◆ Given task A: From the vectorizer cost thread, extract the passage starting with "(struct processor_costs): New" and going on through "a new global.".
◆ Given task B: In the vectorizer cost thread, why does the reviewer ask for struct processor_costs to be renamed? Answer in one to three sentences.

◆ Page text:
====
On 05/02/13 18:18, Christophe Lyon wrote:
Hi,
Following the discussion about "disable peeling" [1] a few weeks ago,
it turned out that the vectorizer cost model needed some
implementation for ARM.
The attached patch implements arm_builtin_vectorization_cost and
arm_add_stmt_cost, providing default costs when aligned and unaligned
loads/stores have the same cost (=1). init_cost and finish_cost still
use the default implementation (I noticed that x86 has chosen to
duplicate the default implementation without changing it, why?)
Benchmarking shows very little variation, expect a noticeable +1.6% on coremark.
If this is OK, we can then discuss how to disable peeling completely
when aligned and unaligned accesses have the same cost (and thus where
peeling is a loss of performance). I think adding a new hook is
necessary, since target descriptions may use different models for
these costs (eg x86 makes no difference between unaligned loads and
unaligned stores).
Thanks,
Christophe.
[1] http://gcc.gnu.org/ml/gcc/2012-12/msg00036.html
2013-02-05 Christophe Lyon <christophe.l...@linaro.org>
* config/arm/arm.c (arm_builtin_vectorization_cost)
(arm_add_stmt_cost): New functions.
(TARGET_VECTORIZE_BUILTIN_VECTORIZATION_COST)
(TARGET_VECTORIZE_ADD_STMT_COST): Define.
(struct processor_costs): New struct type.
(default_arm_cost): New struct of type processor_costs.=
Christophe,
Thanks for the patch. This is mostly OK, but please can you make the
following changes.
+struct processor_costs {
Please name this something like cpu_vec_costs. It's not the only cost
table in the back-end.
+struct processor_costs default_arm_cost = { /* arm generic costs. */
Similarly, use something like default_arm_vec_cost.
+const struct processor_costs *arm_cost = &default_arm_cost;
And here. But better still, link this through the current_tune table
rather than introducing a new global.
Finally,
@@ -27256,4 +27272,130 @@ arm_validize_comparison (rtx *comparison, rtx
* op1, rtx * op2)
}
+/* Vectorizer cost model implementation. */
Please put the patch in a more suitable location rather than just
dumping it at the end of the file. There are already numerous functions
related to costs that are mostly grouped together. I suggest this goes
near the rtx_costs code.
R.
====
◆ Material:
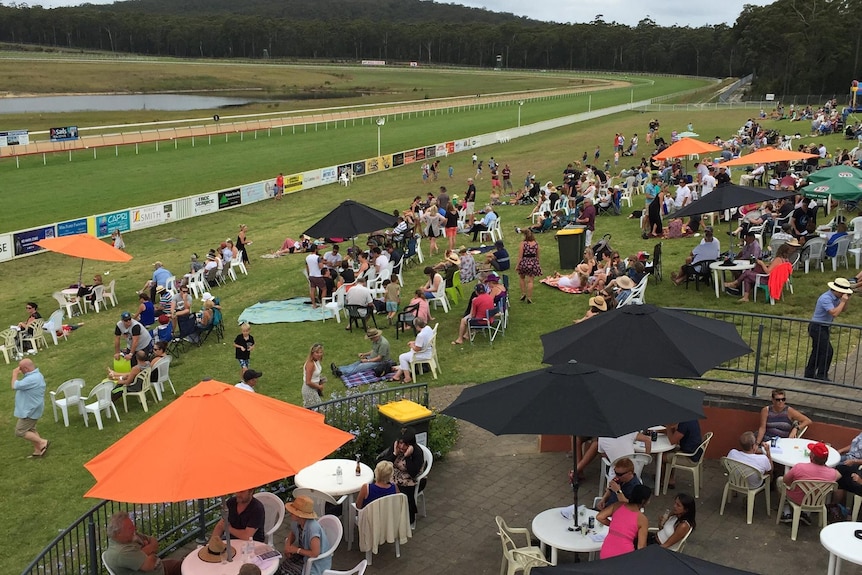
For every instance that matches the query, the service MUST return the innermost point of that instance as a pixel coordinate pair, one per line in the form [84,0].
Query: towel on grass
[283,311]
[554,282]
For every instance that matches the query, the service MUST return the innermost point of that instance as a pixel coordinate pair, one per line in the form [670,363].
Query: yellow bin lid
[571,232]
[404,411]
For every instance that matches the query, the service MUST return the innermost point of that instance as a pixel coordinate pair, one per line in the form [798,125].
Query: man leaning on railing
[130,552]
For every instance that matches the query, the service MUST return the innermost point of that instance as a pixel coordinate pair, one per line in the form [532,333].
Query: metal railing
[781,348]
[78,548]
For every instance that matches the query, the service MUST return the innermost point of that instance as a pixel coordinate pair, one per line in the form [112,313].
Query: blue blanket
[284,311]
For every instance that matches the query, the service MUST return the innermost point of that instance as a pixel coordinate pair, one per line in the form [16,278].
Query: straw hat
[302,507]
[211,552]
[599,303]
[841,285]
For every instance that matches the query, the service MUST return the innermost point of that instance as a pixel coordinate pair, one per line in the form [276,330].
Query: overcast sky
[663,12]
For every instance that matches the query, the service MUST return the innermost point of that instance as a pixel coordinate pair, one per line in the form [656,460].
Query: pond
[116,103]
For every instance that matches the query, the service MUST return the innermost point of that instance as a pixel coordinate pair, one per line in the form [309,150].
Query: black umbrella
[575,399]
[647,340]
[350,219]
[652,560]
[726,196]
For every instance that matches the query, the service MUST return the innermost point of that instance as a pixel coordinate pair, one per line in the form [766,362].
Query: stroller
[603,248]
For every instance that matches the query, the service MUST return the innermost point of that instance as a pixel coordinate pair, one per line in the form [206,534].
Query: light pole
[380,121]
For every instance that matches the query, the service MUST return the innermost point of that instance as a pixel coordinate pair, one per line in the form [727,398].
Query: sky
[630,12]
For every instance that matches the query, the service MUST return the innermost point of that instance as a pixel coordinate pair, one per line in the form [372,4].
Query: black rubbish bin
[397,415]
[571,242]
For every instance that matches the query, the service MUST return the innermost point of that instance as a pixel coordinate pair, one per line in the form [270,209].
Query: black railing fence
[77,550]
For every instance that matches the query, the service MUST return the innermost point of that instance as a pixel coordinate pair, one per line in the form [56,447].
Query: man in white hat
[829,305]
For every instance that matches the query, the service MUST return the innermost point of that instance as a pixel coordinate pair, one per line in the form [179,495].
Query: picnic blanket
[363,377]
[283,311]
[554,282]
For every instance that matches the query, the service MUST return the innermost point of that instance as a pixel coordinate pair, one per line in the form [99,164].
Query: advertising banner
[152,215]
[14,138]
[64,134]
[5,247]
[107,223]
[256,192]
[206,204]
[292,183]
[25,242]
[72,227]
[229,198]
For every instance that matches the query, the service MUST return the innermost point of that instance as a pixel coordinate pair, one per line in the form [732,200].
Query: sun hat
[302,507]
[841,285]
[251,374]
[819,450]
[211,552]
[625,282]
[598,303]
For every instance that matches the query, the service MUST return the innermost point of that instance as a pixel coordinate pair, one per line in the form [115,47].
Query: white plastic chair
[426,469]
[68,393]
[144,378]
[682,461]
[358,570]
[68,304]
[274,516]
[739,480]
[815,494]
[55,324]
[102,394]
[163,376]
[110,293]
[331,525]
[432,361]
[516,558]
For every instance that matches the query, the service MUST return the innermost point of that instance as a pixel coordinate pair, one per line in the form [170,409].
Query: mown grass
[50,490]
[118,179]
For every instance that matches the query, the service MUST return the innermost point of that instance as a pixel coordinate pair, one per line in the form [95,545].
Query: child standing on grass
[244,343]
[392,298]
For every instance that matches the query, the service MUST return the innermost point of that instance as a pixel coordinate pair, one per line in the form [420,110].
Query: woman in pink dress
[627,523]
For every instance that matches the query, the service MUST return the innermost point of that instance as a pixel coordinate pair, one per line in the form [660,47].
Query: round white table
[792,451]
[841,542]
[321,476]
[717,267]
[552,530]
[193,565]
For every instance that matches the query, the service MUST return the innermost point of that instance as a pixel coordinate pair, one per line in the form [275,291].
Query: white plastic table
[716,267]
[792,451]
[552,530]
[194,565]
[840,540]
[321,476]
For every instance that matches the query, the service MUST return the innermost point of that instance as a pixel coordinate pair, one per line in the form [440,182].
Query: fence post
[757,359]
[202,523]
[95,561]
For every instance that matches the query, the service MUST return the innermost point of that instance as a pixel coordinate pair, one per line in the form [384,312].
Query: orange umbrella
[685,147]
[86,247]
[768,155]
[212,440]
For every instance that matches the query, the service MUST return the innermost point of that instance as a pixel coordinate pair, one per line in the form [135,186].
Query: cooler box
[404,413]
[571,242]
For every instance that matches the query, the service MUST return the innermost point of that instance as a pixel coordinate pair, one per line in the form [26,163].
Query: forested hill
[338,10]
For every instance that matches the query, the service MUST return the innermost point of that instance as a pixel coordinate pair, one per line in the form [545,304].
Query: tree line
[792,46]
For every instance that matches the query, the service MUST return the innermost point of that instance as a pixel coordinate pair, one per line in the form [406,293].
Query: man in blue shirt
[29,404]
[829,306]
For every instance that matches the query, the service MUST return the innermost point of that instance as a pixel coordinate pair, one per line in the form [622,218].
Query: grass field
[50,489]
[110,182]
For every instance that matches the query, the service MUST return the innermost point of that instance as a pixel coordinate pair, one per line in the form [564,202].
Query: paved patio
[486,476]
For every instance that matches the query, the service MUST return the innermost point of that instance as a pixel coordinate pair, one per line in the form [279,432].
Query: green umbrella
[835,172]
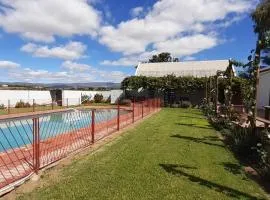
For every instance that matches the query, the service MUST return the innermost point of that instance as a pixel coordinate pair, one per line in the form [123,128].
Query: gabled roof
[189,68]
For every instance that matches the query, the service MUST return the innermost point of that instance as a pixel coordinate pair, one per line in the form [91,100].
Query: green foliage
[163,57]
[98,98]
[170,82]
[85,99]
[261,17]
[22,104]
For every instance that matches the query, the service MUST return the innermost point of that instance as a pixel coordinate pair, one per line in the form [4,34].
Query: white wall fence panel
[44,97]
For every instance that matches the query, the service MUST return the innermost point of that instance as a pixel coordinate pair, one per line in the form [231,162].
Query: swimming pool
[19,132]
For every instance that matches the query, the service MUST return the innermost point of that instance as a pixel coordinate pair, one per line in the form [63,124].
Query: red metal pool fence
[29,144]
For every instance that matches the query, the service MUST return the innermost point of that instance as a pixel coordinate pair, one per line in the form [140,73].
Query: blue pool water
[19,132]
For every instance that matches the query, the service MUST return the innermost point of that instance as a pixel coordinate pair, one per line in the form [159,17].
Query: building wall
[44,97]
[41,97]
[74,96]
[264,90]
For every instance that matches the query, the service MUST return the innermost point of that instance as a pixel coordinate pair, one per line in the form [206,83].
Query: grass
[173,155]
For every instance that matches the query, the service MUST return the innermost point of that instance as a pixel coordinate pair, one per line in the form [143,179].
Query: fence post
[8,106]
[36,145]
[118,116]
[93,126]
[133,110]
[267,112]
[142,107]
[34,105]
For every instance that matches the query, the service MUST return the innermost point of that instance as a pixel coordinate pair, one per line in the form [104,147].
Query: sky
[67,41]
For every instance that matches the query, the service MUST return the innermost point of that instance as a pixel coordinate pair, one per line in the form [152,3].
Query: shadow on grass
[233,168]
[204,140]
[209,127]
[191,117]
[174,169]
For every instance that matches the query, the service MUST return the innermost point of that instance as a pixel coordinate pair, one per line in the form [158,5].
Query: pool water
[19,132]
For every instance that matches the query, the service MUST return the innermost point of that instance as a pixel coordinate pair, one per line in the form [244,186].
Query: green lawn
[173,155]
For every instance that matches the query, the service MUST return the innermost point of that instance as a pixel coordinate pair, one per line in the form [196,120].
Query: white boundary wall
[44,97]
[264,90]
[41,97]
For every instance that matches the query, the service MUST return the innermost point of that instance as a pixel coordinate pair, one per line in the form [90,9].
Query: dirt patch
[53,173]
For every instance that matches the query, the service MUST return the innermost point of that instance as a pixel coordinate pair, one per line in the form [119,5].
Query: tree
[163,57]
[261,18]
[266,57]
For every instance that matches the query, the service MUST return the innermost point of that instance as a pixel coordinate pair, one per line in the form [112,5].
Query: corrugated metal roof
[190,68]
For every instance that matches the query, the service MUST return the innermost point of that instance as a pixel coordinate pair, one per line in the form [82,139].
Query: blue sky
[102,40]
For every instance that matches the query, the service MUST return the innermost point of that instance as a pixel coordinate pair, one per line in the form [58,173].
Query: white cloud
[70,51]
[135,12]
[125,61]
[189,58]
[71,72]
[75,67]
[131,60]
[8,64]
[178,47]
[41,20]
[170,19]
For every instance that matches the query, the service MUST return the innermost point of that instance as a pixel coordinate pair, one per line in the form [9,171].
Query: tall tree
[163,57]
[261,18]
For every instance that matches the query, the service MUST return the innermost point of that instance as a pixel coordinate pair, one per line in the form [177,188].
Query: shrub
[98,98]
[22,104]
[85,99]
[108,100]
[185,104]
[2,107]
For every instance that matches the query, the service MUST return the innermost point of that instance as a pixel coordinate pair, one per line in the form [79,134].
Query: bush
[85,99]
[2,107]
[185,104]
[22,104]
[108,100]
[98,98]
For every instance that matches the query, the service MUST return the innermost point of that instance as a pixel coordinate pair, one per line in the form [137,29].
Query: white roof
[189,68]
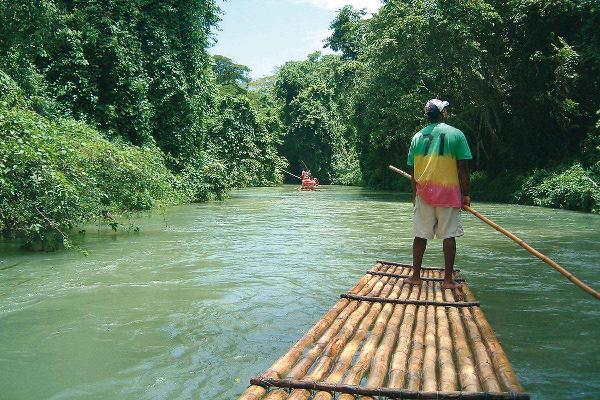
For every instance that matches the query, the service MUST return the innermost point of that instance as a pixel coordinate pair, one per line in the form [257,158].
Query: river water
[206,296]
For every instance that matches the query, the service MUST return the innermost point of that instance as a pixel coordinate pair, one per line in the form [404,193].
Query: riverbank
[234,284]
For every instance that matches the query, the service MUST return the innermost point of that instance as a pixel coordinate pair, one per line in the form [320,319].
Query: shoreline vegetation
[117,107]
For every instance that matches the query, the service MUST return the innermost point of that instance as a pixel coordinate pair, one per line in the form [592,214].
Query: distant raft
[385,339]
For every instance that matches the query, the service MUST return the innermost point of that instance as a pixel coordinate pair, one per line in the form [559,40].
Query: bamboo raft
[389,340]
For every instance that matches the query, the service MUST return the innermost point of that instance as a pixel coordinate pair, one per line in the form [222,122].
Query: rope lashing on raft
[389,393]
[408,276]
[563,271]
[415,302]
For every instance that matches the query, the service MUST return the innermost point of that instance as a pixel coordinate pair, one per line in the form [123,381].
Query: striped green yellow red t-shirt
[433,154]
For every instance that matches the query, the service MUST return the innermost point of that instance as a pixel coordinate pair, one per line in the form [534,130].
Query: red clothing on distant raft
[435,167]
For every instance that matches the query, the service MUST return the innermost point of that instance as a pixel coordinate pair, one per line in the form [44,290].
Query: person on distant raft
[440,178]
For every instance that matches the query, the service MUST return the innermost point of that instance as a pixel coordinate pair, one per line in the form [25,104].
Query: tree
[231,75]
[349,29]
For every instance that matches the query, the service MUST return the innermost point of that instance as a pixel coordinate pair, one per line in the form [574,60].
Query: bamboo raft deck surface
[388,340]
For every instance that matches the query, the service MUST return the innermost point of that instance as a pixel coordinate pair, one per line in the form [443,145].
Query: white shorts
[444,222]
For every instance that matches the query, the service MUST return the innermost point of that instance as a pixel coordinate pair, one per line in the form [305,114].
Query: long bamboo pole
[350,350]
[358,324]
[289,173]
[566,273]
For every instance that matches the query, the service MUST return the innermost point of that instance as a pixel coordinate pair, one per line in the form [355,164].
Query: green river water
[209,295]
====
◆ Written solution A:
(struct processor_costs): New struct type.
(default_arm_cost): New struct of type processor_costs.=
Christophe,
Thanks for the patch. This is mostly OK, but please can you make the
following changes.
+struct processor_costs {
Please name this something like cpu_vec_costs. It's not the only cost
table in the back-end.
+struct processor_costs default_arm_cost = { /* arm generic costs. */
Similarly, use something like default_arm_vec_cost.
+const struct processor_costs *arm_cost = &default_arm_cost;
And here. But better still, link this through the current_tune table
rather than introducing a new global.

◆ Written solution B: It is not the only cost table in the back-end. The reviewer therefore wants a more specific name, such as cpu_vec_costs.